# Start of EXCERPTED PASSAGE

The genre of shôjo manga, or "girls' comics," has been met with surprise and puzzlement by those outside Japan. The reason being that manga/comics are usually associated with boys and not girls.. There is not even a rough equivalent outside of Japan of the shôjo manga genre. It is created primarily by women artists explicitly for audiences of girls and young women. Whereas female readers of comics in the English-speaking world are a minority within a minority, in Japan it is girls who don't read manga who comprise the minority.
| Shôjo manga
first took root in the decade following the end of the Pacific War, and,
as with shônen manga, it was Osamu Tezuka who can be credited with
planting the seed. Magazines geared at Japanese primary-school girls
had long carried simple, humor-oriented comic strips of the kind common in
American newspapers, but it was Tezuka, with a work titled Ribon no
kishi ("Knight of the Ribbon," 1954), who pioneered
longer, more technically and narratively sophisticated stories combining
drama, adventure, fantasy, tragedy, humor, and romance.

# End of EXCERPTED PASSAGE

__SET OF TASKS__.
- 1) For each statement about the shôjo manga passage, answer yes or no and quote the exact words that decide it. (a) Shôjo manga is created mainly by women artists. (b) Shôjo manga first took root before the Pacific War. (c) Ribon no kishi appeared in 1954.
- 2) Answer these questions from the shôjo manga passage.
(a) How does the passage describe female comic readers in the English-speaking world?
(b) What had magazines for Japanese primary-school girls long carried?
(c) What six elements did the longer stories pioneered by Tezuka combine?
Work only from the shôjo manga passage, not from the listing or outside knowledge.

# Start of EXCERPTED DATA

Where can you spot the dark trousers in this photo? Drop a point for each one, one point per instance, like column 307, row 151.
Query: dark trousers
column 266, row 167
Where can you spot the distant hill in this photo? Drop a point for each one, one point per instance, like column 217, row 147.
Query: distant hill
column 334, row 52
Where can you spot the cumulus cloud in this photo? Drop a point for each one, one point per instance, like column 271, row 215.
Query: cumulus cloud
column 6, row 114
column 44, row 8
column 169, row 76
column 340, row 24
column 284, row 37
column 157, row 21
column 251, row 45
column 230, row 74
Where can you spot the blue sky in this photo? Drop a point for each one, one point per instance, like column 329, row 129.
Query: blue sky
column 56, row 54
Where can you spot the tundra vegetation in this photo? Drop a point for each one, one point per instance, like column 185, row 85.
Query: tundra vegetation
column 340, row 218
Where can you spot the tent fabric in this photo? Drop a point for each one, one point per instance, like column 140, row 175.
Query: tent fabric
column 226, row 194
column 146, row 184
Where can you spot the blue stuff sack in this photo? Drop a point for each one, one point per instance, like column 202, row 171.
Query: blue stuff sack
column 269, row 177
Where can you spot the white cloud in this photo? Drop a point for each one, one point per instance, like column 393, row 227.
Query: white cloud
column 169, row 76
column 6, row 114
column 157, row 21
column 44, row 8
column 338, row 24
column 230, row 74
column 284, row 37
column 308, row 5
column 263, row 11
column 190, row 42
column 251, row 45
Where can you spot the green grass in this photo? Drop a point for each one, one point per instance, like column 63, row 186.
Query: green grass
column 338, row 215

# End of EXCERPTED DATA
# Start of EXCERPTED DATA

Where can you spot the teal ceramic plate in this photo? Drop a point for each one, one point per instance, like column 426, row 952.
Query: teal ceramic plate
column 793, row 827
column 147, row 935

# End of EXCERPTED DATA

__ANSWERS__.
- 1)
(a) Yes: "It is created primarily by women artists explicitly for audiences of girls and young women."
(b) No: "first took root in the decade following the end of the Pacific War"
(c) Yes: "Ribon no kishi ("Knight of the Ribbon," 1954)"

- 2)
(a) As a minority within a minority.
(b) Simple, humor-oriented comic strips of the kind common in American newspapers.
(c) Drama, adventure, fantasy, tragedy, humor, and romance.